Published about 2 years ago • 5 min read

With the Great Resignation showing no signs of slowing down, employers continue to struggle with attracting and retaining talent. I’ve previously discussed how to be an employer of choice in 2022 and what companies can do to avoid a talent shortage. One thing I’ve noted time and time again is the need for companies to offer a stronger employee value proposition, including a better salary and a more comprehensive benefits package. Along the way, I’ve highlighted the importance of specific benefits like healthcare, mental health support, family-friendly benefits, flexibility, and PTO.

But there’s one new area that’s come into the spotlight recently: financial well-being benefits. These typically include educational tools and resources, financial solutions, and contribution benefits — everything from retirement matching to budget planning tools. Like so many aspects of the workplace, however, this benefits area is rapidly evolving. Today, it’s not uncommon to see companies offering benefits like homeownership assistance, student loan contributions or refinancing assistance, and college savings contributions and plans.
———
■ **Stated problem 1**: In the piece on employee benefits, what do financial well-being benefits typically include?
■ **Stated problem 2**: Name every specific benefit that the piece on employee benefits says the writer has highlighted before.
■ **Stated problem 3**: Print the part of the piece on employee benefits starting with "With the Great" and going on through "flexibility, and PTO.".

[Named-object pointing records]
———
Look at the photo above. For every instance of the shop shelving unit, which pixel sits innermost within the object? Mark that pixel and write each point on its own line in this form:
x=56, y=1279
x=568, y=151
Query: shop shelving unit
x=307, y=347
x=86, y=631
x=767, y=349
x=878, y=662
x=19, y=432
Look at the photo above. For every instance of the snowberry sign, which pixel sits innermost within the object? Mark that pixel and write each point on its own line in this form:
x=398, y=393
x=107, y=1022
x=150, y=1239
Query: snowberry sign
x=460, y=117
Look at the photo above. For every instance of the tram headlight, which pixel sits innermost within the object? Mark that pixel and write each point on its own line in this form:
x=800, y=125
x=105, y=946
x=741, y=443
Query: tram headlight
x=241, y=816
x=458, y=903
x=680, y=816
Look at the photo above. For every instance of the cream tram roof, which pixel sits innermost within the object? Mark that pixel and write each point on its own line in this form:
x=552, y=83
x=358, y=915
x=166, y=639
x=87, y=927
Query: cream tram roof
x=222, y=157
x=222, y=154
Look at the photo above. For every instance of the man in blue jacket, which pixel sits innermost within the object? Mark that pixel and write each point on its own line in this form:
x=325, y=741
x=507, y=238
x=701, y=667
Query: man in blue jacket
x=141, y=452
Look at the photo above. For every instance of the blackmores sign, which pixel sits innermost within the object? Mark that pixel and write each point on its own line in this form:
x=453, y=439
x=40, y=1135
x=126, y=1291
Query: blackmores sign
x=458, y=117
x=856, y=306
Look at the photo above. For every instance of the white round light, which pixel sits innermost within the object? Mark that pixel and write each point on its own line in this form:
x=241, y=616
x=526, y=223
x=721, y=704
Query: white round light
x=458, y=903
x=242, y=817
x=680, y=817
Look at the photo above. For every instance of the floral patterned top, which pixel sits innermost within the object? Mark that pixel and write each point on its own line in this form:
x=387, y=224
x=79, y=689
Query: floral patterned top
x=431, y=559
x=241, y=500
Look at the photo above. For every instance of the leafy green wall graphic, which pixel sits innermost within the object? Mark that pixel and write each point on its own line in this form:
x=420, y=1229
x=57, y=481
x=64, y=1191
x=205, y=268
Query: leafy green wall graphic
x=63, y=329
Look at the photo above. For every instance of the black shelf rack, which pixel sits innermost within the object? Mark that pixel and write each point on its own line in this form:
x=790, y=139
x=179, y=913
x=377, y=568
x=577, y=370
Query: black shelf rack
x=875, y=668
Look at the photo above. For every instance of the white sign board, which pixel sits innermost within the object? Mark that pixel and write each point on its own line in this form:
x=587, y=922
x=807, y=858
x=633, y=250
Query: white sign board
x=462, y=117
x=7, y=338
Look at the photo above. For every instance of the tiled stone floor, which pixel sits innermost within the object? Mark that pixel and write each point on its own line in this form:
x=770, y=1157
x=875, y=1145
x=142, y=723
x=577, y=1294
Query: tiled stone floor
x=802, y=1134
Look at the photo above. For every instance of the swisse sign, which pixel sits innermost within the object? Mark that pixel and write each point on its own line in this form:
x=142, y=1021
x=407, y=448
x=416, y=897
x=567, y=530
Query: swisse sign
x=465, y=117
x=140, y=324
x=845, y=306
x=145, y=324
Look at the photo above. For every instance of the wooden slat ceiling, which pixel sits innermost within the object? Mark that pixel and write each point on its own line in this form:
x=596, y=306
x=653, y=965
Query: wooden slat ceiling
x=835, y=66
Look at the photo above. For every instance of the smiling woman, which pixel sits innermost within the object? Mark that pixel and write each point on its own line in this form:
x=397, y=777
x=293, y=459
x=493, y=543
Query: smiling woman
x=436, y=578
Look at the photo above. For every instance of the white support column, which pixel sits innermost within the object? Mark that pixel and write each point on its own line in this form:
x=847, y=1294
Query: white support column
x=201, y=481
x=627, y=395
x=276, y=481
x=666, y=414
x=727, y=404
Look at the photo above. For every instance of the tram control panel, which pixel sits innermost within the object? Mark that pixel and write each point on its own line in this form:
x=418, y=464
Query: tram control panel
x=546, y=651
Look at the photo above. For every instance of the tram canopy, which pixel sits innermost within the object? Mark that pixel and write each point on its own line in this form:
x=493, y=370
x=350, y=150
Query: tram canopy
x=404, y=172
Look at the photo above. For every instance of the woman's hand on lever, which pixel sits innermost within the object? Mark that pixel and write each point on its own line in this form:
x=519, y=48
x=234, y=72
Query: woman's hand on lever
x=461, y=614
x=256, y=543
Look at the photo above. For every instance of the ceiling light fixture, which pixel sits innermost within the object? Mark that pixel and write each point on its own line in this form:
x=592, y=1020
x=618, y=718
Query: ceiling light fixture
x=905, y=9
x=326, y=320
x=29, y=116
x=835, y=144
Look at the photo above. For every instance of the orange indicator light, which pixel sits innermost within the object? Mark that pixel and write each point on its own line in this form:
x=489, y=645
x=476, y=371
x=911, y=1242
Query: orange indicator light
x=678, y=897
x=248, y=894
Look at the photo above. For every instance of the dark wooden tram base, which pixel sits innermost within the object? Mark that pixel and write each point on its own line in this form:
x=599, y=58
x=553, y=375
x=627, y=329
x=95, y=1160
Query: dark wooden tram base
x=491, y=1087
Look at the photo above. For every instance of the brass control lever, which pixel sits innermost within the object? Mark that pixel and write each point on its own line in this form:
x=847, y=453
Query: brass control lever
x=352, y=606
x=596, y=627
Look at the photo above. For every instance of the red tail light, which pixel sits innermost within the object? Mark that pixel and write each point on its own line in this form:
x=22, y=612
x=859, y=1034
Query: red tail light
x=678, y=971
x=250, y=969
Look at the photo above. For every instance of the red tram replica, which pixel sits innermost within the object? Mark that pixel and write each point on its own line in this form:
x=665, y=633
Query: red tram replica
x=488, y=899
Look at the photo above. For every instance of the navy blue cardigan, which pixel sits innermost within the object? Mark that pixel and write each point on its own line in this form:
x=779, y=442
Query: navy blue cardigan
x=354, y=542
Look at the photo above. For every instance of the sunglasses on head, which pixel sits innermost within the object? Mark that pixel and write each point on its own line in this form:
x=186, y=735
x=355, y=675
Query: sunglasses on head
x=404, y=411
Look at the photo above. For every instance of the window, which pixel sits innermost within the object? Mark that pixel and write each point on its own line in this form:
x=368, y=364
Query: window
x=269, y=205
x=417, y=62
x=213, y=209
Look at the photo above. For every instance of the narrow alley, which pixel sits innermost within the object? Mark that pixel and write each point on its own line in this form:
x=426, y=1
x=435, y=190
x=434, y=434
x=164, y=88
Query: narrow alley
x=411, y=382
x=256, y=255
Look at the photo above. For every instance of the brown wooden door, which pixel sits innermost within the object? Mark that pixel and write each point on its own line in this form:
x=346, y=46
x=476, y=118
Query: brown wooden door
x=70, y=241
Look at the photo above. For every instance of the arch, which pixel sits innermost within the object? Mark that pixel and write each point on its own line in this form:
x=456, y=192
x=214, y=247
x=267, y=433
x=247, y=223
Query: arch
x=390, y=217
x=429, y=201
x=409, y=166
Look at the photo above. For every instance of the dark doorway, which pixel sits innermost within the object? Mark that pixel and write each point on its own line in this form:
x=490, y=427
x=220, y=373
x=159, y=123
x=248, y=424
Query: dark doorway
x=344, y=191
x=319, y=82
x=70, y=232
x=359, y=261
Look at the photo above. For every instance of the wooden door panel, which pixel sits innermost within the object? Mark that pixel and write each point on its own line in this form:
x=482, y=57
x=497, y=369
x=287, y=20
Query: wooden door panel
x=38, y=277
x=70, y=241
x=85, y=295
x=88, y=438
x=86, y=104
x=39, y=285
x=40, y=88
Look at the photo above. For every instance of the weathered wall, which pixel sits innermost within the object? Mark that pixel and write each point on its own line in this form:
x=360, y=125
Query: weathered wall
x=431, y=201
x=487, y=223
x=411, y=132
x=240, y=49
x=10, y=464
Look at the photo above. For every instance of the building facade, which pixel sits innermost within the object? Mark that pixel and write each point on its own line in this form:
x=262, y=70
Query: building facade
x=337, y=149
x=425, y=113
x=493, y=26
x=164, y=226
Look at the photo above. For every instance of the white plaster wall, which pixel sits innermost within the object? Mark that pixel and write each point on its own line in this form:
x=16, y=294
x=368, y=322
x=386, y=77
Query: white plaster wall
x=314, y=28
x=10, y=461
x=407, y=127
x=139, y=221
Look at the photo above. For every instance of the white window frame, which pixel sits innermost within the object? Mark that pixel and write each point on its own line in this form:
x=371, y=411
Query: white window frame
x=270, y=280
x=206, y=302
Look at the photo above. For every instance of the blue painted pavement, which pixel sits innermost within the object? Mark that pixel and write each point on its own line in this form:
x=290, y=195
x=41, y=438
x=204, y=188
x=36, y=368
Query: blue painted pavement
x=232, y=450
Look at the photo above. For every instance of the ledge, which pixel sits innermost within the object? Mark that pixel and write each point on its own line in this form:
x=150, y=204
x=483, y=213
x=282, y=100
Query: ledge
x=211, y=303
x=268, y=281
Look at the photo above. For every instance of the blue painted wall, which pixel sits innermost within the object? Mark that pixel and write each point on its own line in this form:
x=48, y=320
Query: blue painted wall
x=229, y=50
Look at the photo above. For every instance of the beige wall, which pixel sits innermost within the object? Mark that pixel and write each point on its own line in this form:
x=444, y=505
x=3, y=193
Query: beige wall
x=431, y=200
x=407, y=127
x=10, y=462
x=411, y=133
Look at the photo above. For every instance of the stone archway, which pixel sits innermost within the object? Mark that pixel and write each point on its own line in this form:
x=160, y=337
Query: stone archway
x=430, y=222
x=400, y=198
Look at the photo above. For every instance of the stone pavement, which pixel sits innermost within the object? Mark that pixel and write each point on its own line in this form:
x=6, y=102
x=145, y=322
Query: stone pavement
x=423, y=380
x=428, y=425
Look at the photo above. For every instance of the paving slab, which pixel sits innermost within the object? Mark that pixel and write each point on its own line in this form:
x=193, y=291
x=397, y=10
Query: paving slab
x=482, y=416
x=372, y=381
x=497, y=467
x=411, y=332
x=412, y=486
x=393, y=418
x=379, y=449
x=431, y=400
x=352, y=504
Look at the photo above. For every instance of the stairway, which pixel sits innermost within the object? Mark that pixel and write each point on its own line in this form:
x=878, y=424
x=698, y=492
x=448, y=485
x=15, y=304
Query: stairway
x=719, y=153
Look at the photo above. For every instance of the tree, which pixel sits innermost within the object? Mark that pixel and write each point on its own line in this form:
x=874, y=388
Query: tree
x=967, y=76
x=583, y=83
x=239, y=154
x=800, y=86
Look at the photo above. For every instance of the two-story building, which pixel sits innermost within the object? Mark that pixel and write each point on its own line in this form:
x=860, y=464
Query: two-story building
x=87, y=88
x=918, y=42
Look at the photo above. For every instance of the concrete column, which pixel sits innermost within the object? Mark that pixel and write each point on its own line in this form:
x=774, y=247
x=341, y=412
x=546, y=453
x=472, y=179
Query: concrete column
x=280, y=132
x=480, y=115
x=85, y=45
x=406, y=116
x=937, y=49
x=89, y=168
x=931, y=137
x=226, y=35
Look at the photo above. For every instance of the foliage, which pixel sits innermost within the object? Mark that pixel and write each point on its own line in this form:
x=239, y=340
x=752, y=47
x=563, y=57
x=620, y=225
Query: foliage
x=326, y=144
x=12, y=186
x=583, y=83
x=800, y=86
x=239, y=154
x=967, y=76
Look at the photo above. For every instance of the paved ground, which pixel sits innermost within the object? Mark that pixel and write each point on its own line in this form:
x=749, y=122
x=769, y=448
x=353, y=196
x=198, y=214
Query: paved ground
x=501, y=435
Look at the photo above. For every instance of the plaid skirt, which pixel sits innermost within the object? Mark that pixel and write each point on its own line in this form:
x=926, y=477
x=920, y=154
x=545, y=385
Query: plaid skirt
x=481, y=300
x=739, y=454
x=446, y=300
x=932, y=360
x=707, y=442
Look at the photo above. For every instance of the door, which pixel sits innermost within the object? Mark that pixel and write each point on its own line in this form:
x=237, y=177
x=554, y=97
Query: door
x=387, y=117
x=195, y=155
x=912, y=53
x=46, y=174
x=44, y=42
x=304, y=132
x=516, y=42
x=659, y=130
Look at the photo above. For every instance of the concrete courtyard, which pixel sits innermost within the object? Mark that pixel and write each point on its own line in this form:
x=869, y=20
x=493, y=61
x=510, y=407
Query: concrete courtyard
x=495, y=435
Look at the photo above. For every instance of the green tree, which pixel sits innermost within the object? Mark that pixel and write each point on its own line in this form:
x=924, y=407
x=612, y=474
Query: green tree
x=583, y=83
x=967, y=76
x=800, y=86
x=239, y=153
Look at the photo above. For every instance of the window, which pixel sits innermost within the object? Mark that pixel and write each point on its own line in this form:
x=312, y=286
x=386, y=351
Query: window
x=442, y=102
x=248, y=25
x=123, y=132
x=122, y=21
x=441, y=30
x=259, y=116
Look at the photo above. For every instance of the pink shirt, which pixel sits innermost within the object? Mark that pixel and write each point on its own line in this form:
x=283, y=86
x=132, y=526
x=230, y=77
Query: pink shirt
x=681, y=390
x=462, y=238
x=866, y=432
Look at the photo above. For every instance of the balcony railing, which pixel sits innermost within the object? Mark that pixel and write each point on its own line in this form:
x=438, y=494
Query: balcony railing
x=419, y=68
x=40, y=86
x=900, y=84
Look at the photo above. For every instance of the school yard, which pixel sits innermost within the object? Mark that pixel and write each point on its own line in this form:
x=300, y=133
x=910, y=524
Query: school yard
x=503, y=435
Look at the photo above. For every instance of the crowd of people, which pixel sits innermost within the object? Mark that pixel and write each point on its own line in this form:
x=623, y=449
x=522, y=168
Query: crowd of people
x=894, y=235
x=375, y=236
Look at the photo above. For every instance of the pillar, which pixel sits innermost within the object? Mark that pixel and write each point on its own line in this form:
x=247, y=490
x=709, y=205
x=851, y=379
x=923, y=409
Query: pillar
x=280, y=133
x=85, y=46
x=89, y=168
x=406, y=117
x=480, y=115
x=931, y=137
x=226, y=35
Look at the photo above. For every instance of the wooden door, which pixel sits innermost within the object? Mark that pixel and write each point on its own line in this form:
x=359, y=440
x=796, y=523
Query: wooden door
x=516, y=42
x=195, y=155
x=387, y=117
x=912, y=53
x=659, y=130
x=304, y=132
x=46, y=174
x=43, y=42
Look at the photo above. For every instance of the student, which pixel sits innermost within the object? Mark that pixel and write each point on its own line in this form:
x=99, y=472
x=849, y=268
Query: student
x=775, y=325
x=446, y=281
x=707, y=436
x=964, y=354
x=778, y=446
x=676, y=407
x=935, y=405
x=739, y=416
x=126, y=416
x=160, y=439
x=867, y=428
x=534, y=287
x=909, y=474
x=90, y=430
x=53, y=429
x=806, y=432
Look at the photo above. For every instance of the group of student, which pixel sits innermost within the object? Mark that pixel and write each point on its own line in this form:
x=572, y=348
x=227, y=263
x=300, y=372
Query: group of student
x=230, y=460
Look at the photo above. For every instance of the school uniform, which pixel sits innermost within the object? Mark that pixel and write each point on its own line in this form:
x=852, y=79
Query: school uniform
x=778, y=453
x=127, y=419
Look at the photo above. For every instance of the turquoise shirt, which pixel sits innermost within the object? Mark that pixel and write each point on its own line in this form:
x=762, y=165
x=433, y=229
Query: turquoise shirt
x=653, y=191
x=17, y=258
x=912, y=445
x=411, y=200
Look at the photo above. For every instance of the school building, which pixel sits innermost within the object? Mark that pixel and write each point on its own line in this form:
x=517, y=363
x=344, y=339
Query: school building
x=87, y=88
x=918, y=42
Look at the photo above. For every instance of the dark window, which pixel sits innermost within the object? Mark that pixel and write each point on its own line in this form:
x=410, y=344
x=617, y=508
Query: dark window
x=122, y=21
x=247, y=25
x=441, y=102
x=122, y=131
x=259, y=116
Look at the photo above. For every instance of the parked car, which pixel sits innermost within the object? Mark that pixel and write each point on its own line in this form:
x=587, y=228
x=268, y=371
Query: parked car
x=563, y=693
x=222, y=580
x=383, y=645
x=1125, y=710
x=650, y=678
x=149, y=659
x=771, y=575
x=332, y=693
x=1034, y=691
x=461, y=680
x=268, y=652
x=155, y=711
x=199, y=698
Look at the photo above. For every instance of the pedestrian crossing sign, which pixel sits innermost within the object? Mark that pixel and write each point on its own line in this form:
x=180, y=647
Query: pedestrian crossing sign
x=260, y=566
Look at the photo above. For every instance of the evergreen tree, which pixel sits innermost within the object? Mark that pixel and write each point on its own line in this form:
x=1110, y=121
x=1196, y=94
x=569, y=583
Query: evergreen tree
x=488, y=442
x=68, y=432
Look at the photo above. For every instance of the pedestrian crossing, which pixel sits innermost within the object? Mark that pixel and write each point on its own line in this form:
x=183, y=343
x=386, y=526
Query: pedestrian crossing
———
■ **Problem solution 1**: Educational tools and resources, financial solutions, and contribution benefits.

■ **Problem solution 2**: Healthcare, mental health support, family-friendly benefits, flexibility, and PTO.

■ **Problem solution 3**:
With the Great Resignation showing no signs of slowing down, employers continue to struggle with attracting and retaining talent. I’ve previously discussed how to be an employer of choice in 2022 and what companies can do to avoid a talent shortage. One thing I’ve noted time and time again is the need for companies to offer a stronger employee value proposition, including a better salary and a more comprehensive benefits package. Along the way, I’ve highlighted the importance of specific benefits like healthcare, mental health support, family-friendly benefits, flexibility, and PTO.